■ Required work ■
In the records below, find the line containing "of the paved"; copy exactly that line and all lines after it to the end, and nothing else.

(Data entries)

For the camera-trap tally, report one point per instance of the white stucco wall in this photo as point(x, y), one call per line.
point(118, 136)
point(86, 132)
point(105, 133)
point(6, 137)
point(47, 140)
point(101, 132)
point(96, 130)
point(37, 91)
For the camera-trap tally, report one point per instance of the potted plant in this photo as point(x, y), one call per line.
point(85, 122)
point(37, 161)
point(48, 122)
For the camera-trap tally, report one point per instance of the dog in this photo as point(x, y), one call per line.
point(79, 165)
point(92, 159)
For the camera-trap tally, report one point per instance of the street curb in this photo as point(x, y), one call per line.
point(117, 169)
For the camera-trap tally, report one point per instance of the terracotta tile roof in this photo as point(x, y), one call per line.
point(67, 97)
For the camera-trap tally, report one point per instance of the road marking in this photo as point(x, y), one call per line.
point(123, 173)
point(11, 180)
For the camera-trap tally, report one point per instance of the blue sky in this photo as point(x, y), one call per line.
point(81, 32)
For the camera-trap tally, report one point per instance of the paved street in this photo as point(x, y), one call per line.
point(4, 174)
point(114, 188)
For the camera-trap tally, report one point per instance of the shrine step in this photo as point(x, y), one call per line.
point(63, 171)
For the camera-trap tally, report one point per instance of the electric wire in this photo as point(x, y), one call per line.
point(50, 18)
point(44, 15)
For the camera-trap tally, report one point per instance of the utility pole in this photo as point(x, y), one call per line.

■ Response below ■
For the camera-trap tally, report one point per instance of the paved street in this photo as point(x, y), one call per line.
point(4, 174)
point(114, 188)
For the camera-trap tally, report one point per instance of the shrine step in this photo as point(x, y), one call per line.
point(63, 171)
For the camera-trap tally, report one point per instance of the electric wire in this photo as point(x, y), one call per line.
point(50, 18)
point(44, 15)
For the camera-trap tally, report one point per instance of the utility pole in this photo as point(x, y), one call per line.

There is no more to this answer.